Maria Palaiologina () was the Queen consort of Stephen Uroš III Dečanski of Serbia (1324–1331). She was the daughter of panhypersebastos John Palaiologos, and great-niece of Emperor Andronikos II Palaiologos (r. 1282–1328). Her maternal grandfather was megas logothetēs Theodore Metochites.

Her father was the governor of Thessaloniki in the early 1320s. Stephen Uroš III had earlier been married to Theodora of Bulgaria, but the marriage ended in with Theodora's death on 20 December 1322. Uroš III then married Maria in 1324. The royal couple's marriage lasted until her husband's death. Stephen Uroš III was defeated by his son Stephen Uroš IV Dušan (from the marriage with Theodora) in 1331, and shortly thereafter died in Zvečan (1332).

The relation between the father and son had been bad, the usurpation was incited by the "younger" nobility. Maria tried to assert the throne for her son Simeon Uroš, through Byzantine aid, but this was unsuccessful. Dušan the Mighty did not harm their family, Maria took monastic vows as Marta, and in 1348, Simeon became a governor of the southern provinces of the Serbian Empire. Maria died on April 7, 1355, and was buried in Skopje. A brief account of her turbulent life inscribed on her gravestone is attributed to her.

Given information:
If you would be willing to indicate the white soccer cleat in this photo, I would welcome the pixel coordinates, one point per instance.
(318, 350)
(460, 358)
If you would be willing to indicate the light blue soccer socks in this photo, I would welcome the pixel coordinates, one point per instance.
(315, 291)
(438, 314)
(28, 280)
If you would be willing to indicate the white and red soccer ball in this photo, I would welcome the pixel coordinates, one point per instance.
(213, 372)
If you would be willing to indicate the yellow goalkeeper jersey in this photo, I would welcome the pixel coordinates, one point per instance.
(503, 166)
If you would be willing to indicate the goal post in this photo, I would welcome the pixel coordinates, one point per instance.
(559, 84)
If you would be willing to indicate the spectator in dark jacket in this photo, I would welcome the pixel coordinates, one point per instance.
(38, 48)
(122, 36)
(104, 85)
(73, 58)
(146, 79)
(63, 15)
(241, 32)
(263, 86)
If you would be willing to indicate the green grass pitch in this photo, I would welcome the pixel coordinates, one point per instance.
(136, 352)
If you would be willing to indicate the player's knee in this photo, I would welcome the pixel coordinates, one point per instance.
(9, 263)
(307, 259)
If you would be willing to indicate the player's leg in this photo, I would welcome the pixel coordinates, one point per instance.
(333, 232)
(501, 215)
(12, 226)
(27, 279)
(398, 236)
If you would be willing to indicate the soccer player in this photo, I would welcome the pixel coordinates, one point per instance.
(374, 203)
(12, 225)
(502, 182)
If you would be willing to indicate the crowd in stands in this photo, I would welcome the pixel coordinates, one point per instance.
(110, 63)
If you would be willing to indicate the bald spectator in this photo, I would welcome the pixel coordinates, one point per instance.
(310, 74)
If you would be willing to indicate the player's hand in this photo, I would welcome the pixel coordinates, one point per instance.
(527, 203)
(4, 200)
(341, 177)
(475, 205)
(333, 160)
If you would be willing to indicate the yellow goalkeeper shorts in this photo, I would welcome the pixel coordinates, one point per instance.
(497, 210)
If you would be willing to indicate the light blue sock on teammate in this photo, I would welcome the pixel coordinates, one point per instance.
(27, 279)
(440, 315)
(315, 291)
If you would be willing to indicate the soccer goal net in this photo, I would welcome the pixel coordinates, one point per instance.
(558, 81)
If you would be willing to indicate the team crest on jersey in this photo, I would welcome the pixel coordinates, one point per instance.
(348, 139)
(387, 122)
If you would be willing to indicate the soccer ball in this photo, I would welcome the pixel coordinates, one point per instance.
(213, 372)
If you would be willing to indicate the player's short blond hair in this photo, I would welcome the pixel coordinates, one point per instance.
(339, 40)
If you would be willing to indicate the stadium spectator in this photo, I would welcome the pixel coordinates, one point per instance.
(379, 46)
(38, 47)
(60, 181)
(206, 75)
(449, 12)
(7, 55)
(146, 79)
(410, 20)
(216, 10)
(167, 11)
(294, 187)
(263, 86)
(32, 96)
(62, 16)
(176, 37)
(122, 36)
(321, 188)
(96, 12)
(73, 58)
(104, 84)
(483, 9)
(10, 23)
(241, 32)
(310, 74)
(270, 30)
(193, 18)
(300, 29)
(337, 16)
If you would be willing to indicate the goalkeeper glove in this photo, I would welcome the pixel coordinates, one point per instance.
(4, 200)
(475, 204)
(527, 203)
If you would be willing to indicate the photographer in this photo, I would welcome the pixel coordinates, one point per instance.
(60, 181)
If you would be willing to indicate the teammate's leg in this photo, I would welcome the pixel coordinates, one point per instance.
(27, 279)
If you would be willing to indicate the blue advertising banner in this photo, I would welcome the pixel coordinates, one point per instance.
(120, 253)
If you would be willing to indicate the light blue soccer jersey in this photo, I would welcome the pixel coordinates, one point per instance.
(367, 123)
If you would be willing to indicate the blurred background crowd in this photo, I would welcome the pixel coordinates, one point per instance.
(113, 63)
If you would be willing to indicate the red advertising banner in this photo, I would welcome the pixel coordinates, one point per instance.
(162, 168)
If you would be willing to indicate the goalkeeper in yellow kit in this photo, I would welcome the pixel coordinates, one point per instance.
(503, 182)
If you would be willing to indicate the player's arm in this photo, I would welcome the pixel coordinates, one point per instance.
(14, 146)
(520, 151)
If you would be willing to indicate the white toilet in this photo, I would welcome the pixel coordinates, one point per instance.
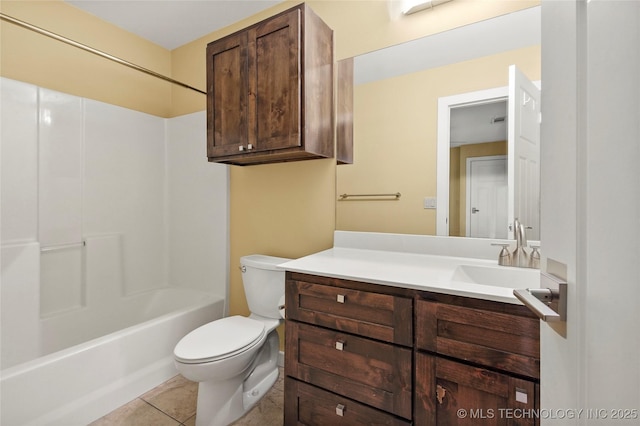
(234, 359)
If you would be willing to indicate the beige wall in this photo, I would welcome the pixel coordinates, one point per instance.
(36, 59)
(396, 140)
(282, 209)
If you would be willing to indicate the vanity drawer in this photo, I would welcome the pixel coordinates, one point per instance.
(368, 371)
(379, 316)
(310, 405)
(503, 341)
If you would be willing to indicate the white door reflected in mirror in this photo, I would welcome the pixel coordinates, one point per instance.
(521, 197)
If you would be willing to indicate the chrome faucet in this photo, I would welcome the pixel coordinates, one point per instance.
(519, 257)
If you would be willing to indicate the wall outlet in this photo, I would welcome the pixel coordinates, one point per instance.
(430, 202)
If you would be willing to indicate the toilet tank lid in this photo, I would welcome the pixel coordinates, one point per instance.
(262, 261)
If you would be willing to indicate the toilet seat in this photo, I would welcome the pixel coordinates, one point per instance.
(219, 339)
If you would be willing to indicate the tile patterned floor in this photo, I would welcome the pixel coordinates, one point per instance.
(173, 403)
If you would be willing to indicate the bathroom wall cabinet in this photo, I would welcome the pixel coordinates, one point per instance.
(361, 354)
(270, 91)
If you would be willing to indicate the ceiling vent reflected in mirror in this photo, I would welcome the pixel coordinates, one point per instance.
(413, 6)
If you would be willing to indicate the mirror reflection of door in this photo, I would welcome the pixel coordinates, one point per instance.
(487, 197)
(478, 143)
(462, 122)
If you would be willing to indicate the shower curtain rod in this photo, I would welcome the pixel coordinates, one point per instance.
(89, 49)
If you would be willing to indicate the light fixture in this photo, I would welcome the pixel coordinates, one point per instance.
(413, 6)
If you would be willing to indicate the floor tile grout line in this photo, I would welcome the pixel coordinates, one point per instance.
(158, 409)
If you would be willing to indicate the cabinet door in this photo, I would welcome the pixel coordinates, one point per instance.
(275, 72)
(453, 393)
(228, 96)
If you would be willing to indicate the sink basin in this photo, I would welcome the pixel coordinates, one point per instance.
(498, 276)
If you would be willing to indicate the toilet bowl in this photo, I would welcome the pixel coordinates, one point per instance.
(234, 359)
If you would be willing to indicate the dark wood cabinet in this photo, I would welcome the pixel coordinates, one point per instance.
(358, 353)
(350, 343)
(270, 91)
(454, 393)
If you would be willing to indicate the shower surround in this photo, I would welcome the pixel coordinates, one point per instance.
(110, 217)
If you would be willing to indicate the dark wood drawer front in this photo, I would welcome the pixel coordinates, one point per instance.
(314, 406)
(503, 341)
(379, 316)
(368, 371)
(446, 388)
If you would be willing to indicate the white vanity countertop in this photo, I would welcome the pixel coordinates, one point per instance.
(399, 269)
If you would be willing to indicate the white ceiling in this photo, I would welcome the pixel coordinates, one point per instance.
(172, 23)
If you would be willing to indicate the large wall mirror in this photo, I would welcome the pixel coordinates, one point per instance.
(400, 97)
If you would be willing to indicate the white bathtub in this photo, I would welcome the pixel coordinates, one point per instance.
(77, 385)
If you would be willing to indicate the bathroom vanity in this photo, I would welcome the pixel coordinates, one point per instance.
(393, 338)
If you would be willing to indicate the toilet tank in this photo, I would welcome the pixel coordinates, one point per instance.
(263, 283)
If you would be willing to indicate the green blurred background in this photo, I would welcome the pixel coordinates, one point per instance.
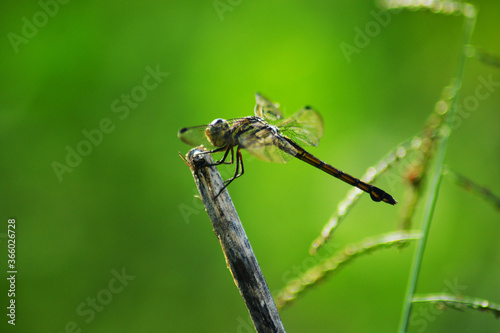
(129, 206)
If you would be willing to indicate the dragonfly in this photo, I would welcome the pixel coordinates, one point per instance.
(270, 137)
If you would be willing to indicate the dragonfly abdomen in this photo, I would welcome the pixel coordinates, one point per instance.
(376, 193)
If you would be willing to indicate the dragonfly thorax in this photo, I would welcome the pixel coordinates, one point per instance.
(218, 132)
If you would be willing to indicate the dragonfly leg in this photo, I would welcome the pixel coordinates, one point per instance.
(223, 159)
(237, 173)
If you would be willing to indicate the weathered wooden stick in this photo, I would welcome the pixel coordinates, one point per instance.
(240, 258)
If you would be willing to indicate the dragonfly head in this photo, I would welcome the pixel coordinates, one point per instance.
(217, 132)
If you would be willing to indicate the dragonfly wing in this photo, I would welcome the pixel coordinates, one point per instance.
(195, 136)
(266, 145)
(266, 109)
(304, 127)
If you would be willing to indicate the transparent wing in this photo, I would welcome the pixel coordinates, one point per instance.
(266, 145)
(304, 127)
(195, 136)
(266, 109)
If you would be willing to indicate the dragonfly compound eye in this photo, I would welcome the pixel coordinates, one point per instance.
(217, 132)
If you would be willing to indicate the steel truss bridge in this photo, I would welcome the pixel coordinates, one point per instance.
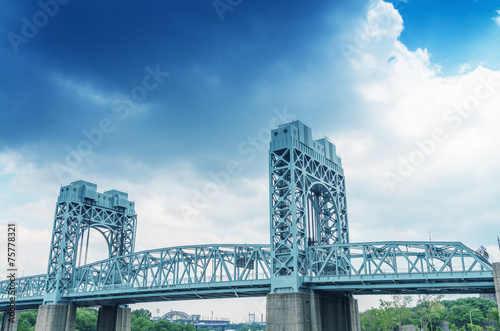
(309, 247)
(229, 271)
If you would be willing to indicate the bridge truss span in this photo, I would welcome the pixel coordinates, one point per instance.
(178, 273)
(399, 267)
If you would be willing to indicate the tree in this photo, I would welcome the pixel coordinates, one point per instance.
(401, 304)
(86, 319)
(142, 324)
(428, 308)
(387, 314)
(370, 320)
(146, 314)
(492, 314)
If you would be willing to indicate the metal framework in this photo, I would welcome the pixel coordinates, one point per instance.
(307, 201)
(80, 208)
(223, 271)
(309, 249)
(394, 267)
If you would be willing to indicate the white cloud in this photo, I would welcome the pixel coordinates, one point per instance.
(451, 193)
(410, 103)
(497, 18)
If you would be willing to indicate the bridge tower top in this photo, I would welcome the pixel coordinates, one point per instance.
(307, 202)
(79, 209)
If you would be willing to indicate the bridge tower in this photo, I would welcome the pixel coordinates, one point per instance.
(307, 208)
(79, 209)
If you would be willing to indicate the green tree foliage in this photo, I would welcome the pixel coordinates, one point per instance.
(370, 320)
(144, 313)
(246, 327)
(387, 314)
(428, 309)
(401, 304)
(86, 319)
(431, 310)
(460, 311)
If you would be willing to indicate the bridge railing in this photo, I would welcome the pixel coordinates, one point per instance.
(396, 258)
(170, 267)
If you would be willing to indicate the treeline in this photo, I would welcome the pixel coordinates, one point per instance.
(429, 311)
(246, 327)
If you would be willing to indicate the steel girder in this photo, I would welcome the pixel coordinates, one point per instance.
(399, 267)
(307, 201)
(224, 271)
(79, 209)
(170, 267)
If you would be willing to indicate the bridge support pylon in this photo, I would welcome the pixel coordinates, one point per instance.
(9, 324)
(496, 279)
(298, 311)
(114, 318)
(56, 318)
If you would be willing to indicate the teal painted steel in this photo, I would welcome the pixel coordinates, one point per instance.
(307, 202)
(80, 208)
(309, 251)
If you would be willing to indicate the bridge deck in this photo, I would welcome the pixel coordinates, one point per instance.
(229, 271)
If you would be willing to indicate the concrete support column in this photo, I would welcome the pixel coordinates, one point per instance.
(56, 318)
(340, 314)
(496, 279)
(311, 312)
(114, 318)
(295, 311)
(9, 322)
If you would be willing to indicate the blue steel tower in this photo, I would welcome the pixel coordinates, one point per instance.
(307, 202)
(79, 209)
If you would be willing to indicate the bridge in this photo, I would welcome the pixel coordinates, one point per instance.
(215, 324)
(309, 272)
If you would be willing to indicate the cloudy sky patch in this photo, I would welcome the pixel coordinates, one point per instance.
(163, 99)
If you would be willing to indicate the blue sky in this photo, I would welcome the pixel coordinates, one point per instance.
(156, 98)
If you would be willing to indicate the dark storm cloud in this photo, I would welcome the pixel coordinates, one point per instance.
(215, 67)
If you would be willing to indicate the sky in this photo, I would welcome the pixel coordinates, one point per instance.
(157, 98)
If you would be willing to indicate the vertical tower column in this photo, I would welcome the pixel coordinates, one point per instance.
(114, 318)
(307, 202)
(9, 322)
(79, 209)
(496, 279)
(56, 318)
(307, 208)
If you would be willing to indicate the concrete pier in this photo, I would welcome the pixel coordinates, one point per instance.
(298, 311)
(56, 318)
(114, 318)
(496, 279)
(7, 323)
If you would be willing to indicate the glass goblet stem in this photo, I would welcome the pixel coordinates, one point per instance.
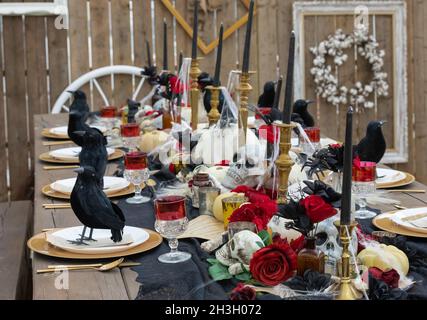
(173, 244)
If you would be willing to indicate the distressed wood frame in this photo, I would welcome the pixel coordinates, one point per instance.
(395, 8)
(207, 48)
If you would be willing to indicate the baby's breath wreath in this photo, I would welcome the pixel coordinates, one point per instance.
(325, 76)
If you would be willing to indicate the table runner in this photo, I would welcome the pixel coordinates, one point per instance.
(191, 281)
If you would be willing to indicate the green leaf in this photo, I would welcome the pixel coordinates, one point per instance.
(266, 238)
(246, 276)
(219, 272)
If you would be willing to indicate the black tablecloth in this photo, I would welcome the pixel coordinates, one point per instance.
(191, 281)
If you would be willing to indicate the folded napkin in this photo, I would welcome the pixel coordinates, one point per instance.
(104, 242)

What to work on:
Please reproduce the passage from the Maria Palaiologina text above, starting at "Maria Palaiologina ()" and ending at "in Zvečan (1332).".

Solved problem:
Maria Palaiologina () was the Queen consort of Stephen Uroš III Dečanski of Serbia (1324–1331). She was the daughter of panhypersebastos John Palaiologos, and great-niece of Emperor Andronikos II Palaiologos (r. 1282–1328). Her maternal grandfather was megas logothetēs Theodore Metochites.

Her father was the governor of Thessaloniki in the early 1320s. Stephen Uroš III had earlier been married to Theodora of Bulgaria, but the marriage ended in with Theodora's death on 20 December 1322. Uroš III then married Maria in 1324. The royal couple's marriage lasted until her husband's death. Stephen Uroš III was defeated by his son Stephen Uroš IV Dušan (from the marriage with Theodora) in 1331, and shortly thereafter died in Zvečan (1332).